==== DATASET EXTRACT ====
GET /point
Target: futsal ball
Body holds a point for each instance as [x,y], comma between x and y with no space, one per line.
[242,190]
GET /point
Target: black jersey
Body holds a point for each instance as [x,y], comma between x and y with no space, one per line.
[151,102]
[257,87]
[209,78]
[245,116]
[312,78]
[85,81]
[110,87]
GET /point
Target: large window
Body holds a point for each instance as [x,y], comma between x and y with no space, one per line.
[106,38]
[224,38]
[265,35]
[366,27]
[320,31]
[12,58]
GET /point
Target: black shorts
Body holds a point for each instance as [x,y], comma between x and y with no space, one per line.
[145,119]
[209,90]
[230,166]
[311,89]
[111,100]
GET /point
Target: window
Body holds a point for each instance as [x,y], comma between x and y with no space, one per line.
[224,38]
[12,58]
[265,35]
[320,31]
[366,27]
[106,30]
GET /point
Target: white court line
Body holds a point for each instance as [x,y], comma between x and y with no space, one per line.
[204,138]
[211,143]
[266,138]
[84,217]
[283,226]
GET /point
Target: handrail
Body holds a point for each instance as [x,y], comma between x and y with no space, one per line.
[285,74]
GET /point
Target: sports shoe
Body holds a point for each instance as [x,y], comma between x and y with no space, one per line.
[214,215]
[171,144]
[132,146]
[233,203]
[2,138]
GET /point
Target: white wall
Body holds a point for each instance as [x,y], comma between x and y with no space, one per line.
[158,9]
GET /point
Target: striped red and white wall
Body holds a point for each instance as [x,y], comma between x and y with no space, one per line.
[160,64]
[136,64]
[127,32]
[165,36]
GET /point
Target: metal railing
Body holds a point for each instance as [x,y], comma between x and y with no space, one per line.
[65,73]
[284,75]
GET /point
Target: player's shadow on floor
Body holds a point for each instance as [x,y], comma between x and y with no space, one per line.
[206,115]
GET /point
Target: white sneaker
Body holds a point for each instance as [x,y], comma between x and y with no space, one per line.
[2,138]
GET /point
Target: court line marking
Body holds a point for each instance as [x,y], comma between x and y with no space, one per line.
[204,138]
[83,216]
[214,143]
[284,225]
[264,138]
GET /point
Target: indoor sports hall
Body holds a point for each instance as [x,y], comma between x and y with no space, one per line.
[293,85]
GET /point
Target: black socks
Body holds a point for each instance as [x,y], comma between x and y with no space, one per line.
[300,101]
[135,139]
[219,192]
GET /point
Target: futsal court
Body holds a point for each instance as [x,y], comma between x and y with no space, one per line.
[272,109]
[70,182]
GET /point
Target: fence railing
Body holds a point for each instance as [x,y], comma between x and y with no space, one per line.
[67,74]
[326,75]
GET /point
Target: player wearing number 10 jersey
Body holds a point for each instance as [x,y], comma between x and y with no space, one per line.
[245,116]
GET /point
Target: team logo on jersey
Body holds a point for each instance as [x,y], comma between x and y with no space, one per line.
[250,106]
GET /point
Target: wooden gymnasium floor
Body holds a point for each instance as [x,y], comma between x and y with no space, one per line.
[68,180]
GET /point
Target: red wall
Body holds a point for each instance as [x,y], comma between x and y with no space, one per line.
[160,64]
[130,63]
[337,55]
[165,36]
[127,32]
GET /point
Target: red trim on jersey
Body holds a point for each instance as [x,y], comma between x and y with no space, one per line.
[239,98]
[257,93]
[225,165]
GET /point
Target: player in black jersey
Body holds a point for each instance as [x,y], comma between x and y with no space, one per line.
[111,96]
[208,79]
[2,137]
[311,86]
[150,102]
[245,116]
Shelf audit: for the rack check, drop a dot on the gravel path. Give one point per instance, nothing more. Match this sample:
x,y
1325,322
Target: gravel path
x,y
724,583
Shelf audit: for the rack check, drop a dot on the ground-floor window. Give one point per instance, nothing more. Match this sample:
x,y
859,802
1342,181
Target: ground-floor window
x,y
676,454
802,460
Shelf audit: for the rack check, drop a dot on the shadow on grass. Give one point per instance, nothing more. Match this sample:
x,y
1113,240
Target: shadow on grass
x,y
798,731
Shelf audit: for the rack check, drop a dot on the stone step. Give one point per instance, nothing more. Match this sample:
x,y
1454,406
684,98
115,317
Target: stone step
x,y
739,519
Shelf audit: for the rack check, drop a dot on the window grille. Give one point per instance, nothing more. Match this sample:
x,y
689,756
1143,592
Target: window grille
====
**THE REQUEST**
Rewrite the entire listing with "Target" swapped for "Label" everywhere it occurs, leaving every other character as it is.

**FULL OUTPUT**
GET /point
Label: futsal ball
Body holds a point for each instance as [x,y], comma between x and y with no space, one per line.
[242,190]
GET /point
Label: black jersey
Body holds a point for each instance as [x,y], comma between x and y with no space, one per line.
[151,102]
[257,87]
[209,78]
[245,116]
[312,78]
[85,81]
[110,87]
GET /point
Label: large window
Body holds a point for each instance as [x,y], comma between x and y with no space, one per line.
[106,38]
[224,38]
[265,35]
[366,27]
[320,31]
[12,58]
GET /point
Label: black shorts
Body holds a point for each instance as [x,y], comma between x and y with no space, one per line.
[145,119]
[209,90]
[230,166]
[311,89]
[111,100]
GET /point
Label: window
Body holds a point for each instance as [x,y], comma between x and y with no space, one per line.
[224,38]
[12,58]
[265,35]
[320,31]
[366,27]
[106,30]
GET /point
Label: white court line
Body holds a point for each instance as [x,y], comma between x and y with no space, one per line.
[204,138]
[211,143]
[266,138]
[84,217]
[283,226]
GET /point
Label: handrail
Body holds a point for each instance as [x,y], comma between x and y with no space, one per line.
[285,74]
GET /point
Label: sports shoe
Body holds a point for each instance as [x,y], comma between x and y with no space, one per line.
[214,215]
[171,144]
[132,146]
[233,203]
[2,138]
GET /point
Label: white wall
Body holds a point for each instance as [x,y], comma between x and y with no space, one per line.
[158,9]
GET /point
Label: striped red and white wall
Body holds a point for each instance as [x,y], comma between x and y with no space, one per line.
[160,64]
[136,64]
[127,32]
[165,36]
GET /point
Label: metal railing
Body holds a point for each instance as [x,y], comma between x and y with no space, one per line.
[65,73]
[284,75]
GET /point
Label: player's shadow on floor
Body holds a point for each instance as [x,y], comma between x and y with no space, one per line.
[206,115]
GET /point
Label: white sneaker
Body holds a point for each instance as [x,y], comma between x and y with no space, one per line.
[2,138]
GET /point
Label: court line marking
Body holds a point for each instance as [x,y], comma between x and y with no space, one per line.
[204,138]
[83,216]
[214,143]
[284,225]
[264,138]
GET /point
Label: indoor sports hall
Body holds a point for each instance as [x,y], comma between x and y with no space, one per line.
[293,85]
GET /point
Label: black socks
Body holds a point for each instance as [x,y], comma between x and y with no space, one per line.
[300,101]
[135,139]
[219,192]
GET /point
Label: futsal court
Body holds a point for each instance as [x,y], comma between x and y with no space, one per line.
[272,109]
[70,182]
GET /point
Label: fence railing
Body holds a point for each instance as [x,y], comma between x and y with no space, one per line.
[67,74]
[326,75]
GET /point
Label: player wearing number 10 jersey
Body holds a point for each instance as [x,y], comma between x and y with no space, one per line.
[245,116]
GET /point
Label: team logo on jersey
Body holds a point for each instance as [x,y], comma between x and y with no space, one per line.
[250,106]
GET /point
Label: wooden gymnasium floor
Body holds a point for each instance as [x,y], comma between x and y with no space, one per line.
[68,180]
GET /point
Label: red wall
Body holds a point for each instance as [x,y], comma between x and y with no space, one per line.
[160,64]
[130,63]
[337,55]
[165,36]
[127,32]
GET /point
Label: red trim on jersey
Body holds a point for each instance as [x,y], comma between x and y with no space, one per line.
[239,98]
[257,93]
[225,165]
GET /point
Label: player in black jersey
Body holds a point for each instance as [x,y], comma between x and y with no space, one per line.
[111,96]
[208,79]
[2,137]
[311,86]
[150,102]
[245,116]
Shelf audit: for the rack check, drop a dot on the gravel path. Give one point per instance, nothing more. Match this sample:
x,y
1325,322
Label: gravel path
x,y
724,583
Shelf audit: for the rack check, drop a dot on the ground-floor window. Give one point per instance, nothing more. Match this sample:
x,y
859,802
1342,181
Label: ground-floor window
x,y
676,454
802,460
Shelf audit: for the rack check, drop a dot on the shadow on grass. Give one point per instance, nothing more. Match this sample:
x,y
1113,240
Label: shadow on grass
x,y
798,731
Shelf audit: for the rack check, drop a dot on the stone step. Give one point per instance, nothing more. Match this sample:
x,y
1454,406
684,98
115,317
Label: stone step
x,y
739,519
Shelf audit: for the rack check, drop a dot on the window grille. Give one point per instance, nothing more. Match this sample:
x,y
689,756
1143,592
Label: window grille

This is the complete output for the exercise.